_PROMPT:_ In the commit notice below, which database property does the HIVE-26597 fix concern?

_SUPPLIED PASSAGE:_
══════
You are viewing a plain text version of this content. The canonical link for it is here.
Posted to commits@hive.apache.org by tc...@apache.org on 2023/01/18 04:35:58 UTC
[hive] branch master updated: HIVE-26597: Fix unsetting of db property repl.target.for in ReplicationSemanticAnalyzer (Rakshith Chandraiah, reviewed by Teddy Choi)

This is an automated email from the ASF dual-hosted git repository.

tchoi pushed a commit to branch master
in repository https://gitbox.apache.org/repos/asf/hive.git


The following commit(s) were added to refs/heads/master by this push:
     new c92a478e514 HIVE-26597: Fix unsetting of db property repl.target.for in ReplicationSemanticAnalyzer (Rakshith Chandraiah, reviewed by Teddy Choi)
c92a478e514 is described below

commit c92a478e514a28a53009fe5fbf08ce6fa35b58b9
Author: Rakshith C <56...@users.noreply.github.com>
AuthorDate: Wed Jan 18 10:05:44 2023 +0530

    HIVE-26597: Fix unsetting of db property repl.target.for in ReplicationSemanticAnalyzer (Rakshith Chandraiah, reviewed by Teddy Choi)
---
 .../parse/TestReplicationScenariosAcidTables.java  | 65 +++++++++++++---------
 .../hive/ql/parse/ReplicationSemanticAnalyzer.java | 20 ++++---
 2 files changed, 49 insertions(+), 36 deletions(-)
══════
_SUPPLIED DATA:_
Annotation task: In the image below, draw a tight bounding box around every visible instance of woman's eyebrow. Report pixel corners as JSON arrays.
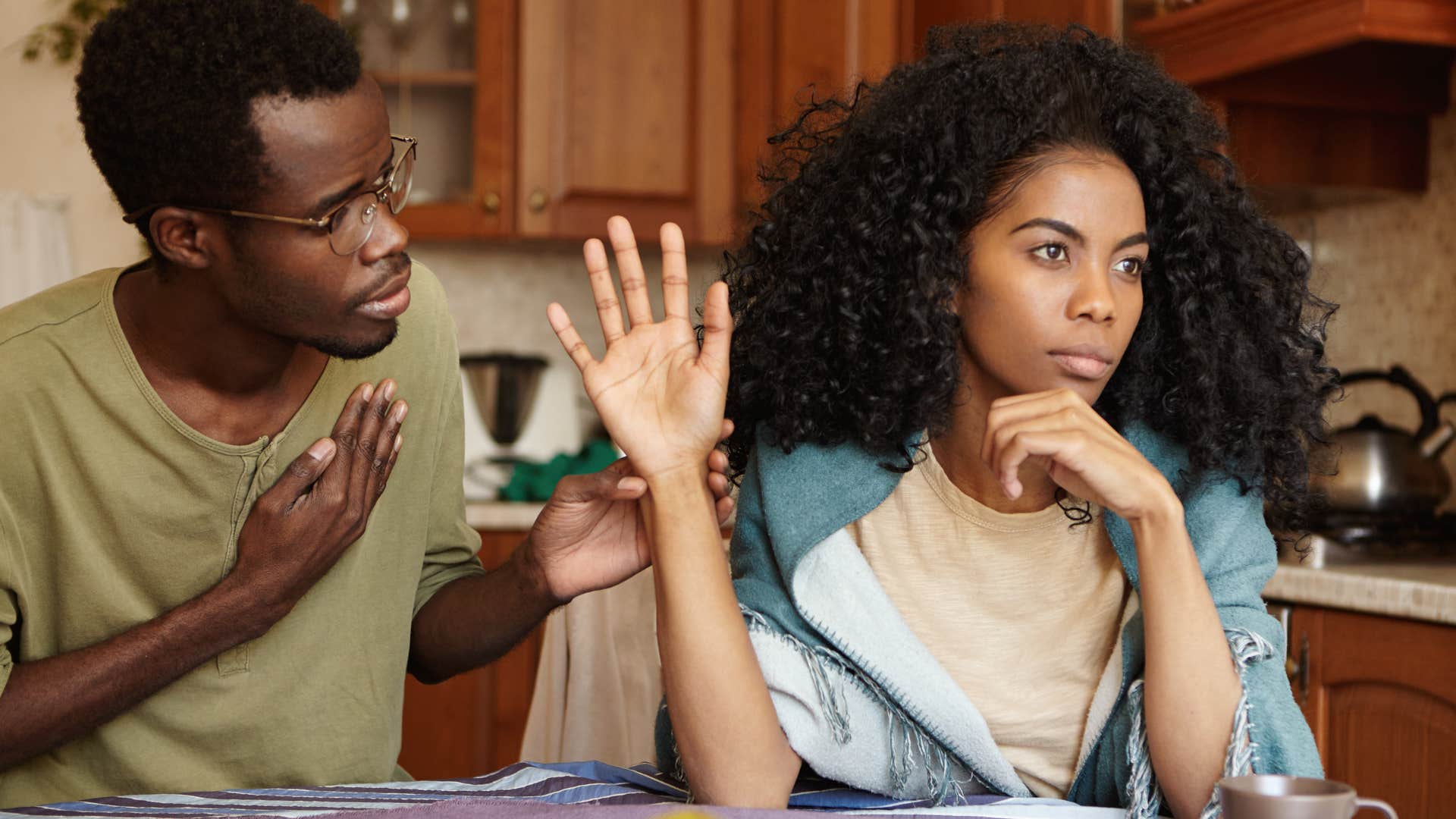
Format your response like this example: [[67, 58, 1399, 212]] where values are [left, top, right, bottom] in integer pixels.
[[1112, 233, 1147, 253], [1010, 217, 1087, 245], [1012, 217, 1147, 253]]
══════
_EXERCISE ANSWER:_ repl.target.for